--- Текст для чтения ---
На том же корабле отплыл из Филадельфии знаменитый адвокат мистер Эндрю Гамильтон со своим сыном. Они, а также купец-квакер мистер Дэнхем и господа Онион и Рассел, владельцы железоделательного завода в Мэриленде, заняли всю большую каюту, так что нам с Ральфом пришлось довольствоваться койками на нижней палубе; никто из пассажиров не был с нами знаком и не полагал нужным с нами считаться. Но мистер Гамильтон и его сын (это был Джеймс, впоследствии губернатор) вернулись из Ньюкасла в Филадельфию, поскольку отец согласился за высокую плату выступить там в суде по делу о захваченном судне; и когда перед самым нашим отплытием на наш корабль явился полковник Френч и заговорил со мной очень уважительно, на меня обратили внимание, и остальные джентльмены предложили мне и моему другу Ральфу занять освободившиеся места в большой каюте, куда мы и перебрались.
Полагая, что полковник Френч доставил на борт почту губернатора, я попросил капитана передать мне те письма, которые предназначались для меня. Он сказал, что вся почта погружена в один мешок и сейчас он заниматься ею не может. Но еще до высадки в Англии он даст мне возможность отобрать то, что мне нужно; на этом мне пришлось пока успокоиться, и мы продолжали путь. В каюте народ подобрался общительный, и жили мы безбедно, к тому же пользуясь провизией мистера Гамильтона, который запас ее в дорогу преизрядно. В других отношениях переход был не из приятных, ибо погода нам не благоприятствовала.
Когда мы вошли в Ла-Манш, капитан, верный своему обещанию, дал мне возможность отобрать из почтового мешка письма губернатора. Ни на одном из них я не нашел своего имени. Я отобрал шесть или семь писем, которые, судя по надписям, могли оказаться теми, что были мне обещаны; одно из них было адресовано Баскету, королевскому печатнику, а другое – какому-то издателю. В Лондон мы прибыли 24 декабря 1724 года. Я сразу отправился к тому издателю, благо его адрес был ближе к пристани, и вручил ему письмо, сказав, что оно от губернатора Кита. «Не знаю такого, – сказал он, а потом, вскрыв письмо, воскликнул: «А, это от Ридлсдена! Я как раз недавно узнал, что он отъявленный плут, и не желаю ни иметь с ним дела, ни получать от него письма». И, отдав мне обратно письмо, повернулся ко мне спиной и занялся с каким-то посетителем. Я удивился, сообразив, что письма эти не от губернатора, а потом, вспомнив и сопоставив некоторые обстоятельства, усомнился как и в его искренности. Отыскав моего друга и попутчика Дэнхема, я все ему рассказал. Он просветил меня касательно Кита; сказал, что тот, разумеется, и не думал писать для меня никаких писем, что все, кто его знает, давно перестали ему доверять, а узнав про обещанное кредитное письмо, только посмеялся, заметив, что никаким кредитом Кит не располагает. Когда же я в тревоге спросил его, как мне теперь быть, он посоветовал мне поискать работы, в которой я уже кое-что смыслю. «От здешних типографщиков вы переймете много нового, и это очень вам пригодится, когда вы вернетесь в Америку».
--- Предоставленные данные ---
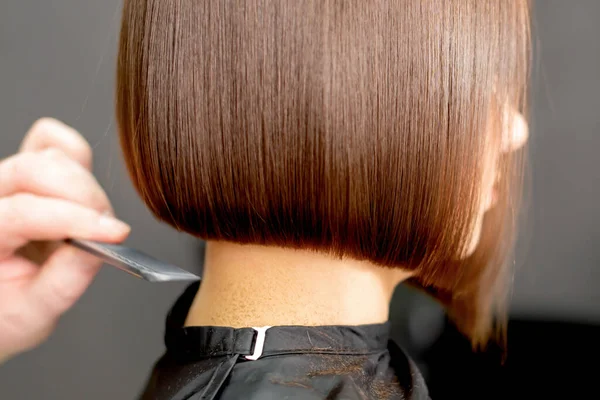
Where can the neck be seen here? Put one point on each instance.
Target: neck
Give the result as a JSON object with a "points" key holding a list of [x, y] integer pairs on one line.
{"points": [[249, 285]]}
---
Пожалуйста, ответьте на три вопроса по тексту о плавании в Англию, нумеруя ответы так же:
1. Куда вернулись мистер Гамильтон и его сын из Ньюкасла?
2. Что сказал капитан, когда его попросили передать письма?
3. Какого числа корабль прибыл в Лондон?
Данные никак не связаны с текстом.

1. В Филадельфию.
2. Что вся почта погружена в один мешок и сейчас он заниматься ею не может, но до высадки в Англии даст возможность отобрать нужные письма.
3. 24 декабря 1724 года.